PASSAGE SHOWN ::

Mark 9:33-37 & Matthew 19:13-15

I am a cradle United Methodist. In 1984 I was baptized at Faith United Methodist Church in Rockville, Maryland and when we moved to Frederick our family became members of Calvary United Methodist Church. I attended preschool in the education building until I was old enough for Kindergarten. I can remember rites of passage like Sunday school with Mrs. Frank (2nd grade) and Mrs. Crum (5th grade), and receiving my third grade Bible from Rev. Manthey. And before there were yellow, blue, pink, and purple pew bags to keep children entertained during worship, we had coloring books and a sandwich bags full of crayons.  

Every year during Advent we would participate in the church Christmas pageant. While no member of the Hardy household played a leading role such as Mary or Jospeh, my younger brother Drew did play the role of the donkey (And if you knew him you would know how appropriate the role was for him). I was a rare teenager in the church. I voluntarily got up early on Sunday mornings to usher at the 8:30 service, and I was not alone. Three of us, awkward and acne-plagued teenage boys in our ill-fitting suits with a flower pinned to the lapel, would join the ranks of the 8:30 usher team every Sunday morning. In hindsight, I do not know if we truly felt called to this ministry or if it was just getting first dibs on the coffee and donuts while everyone else was still in worship, but I can tell you that on Sunday mornings after we had distributed bulletins that I had a group of people who helped me learn what it meant to follow Jesus.

It was on Sundays at Calvary where people like Carol Frank, Greg and Lori Shipley, Dave Herber, and Billie Stokes not only taught me what it meant to be a disciple of Jesus Christ but they, and countless others, took the time to make a place for me and my younger siblings in the church (they had to truly know my brother to type-cast him as a donkey). They looked out for us, encouraged us when we needed it, and there were a few times where Greg and/or Lori would help me correct my course. Growing up in the church shaped who I am today.

DATA ENTRIES ::
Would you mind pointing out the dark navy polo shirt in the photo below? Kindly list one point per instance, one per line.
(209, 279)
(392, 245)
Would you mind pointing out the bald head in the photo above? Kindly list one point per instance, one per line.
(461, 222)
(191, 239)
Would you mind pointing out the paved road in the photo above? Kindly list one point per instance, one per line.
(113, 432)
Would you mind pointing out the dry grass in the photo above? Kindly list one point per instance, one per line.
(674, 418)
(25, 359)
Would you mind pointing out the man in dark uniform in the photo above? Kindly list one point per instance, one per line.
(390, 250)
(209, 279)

WORK REQUIRED ::
Rewrite the text about growing up in the church between "It was on Sundays" and "I am today.", inclusive, with "encouraged" replaced by "supported". The data here is separate material, unrelated to the text about growing up in the church.

RESPONSE FOR THIS EXERCISE ::
It was on Sundays at Calvary where people like Carol Frank, Greg and Lori Shipley, Dave Herber, and Billie Stokes not only taught me what it meant to be a disciple of Jesus Christ but they, and countless others, took the time to make a place for me and my younger siblings in the church (they had to truly know my brother to type-cast him as a donkey). They looked out for us, supported us when we needed it, and there were a few times where Greg and/or Lori would help me correct my course. Growing up in the church shaped who I am today.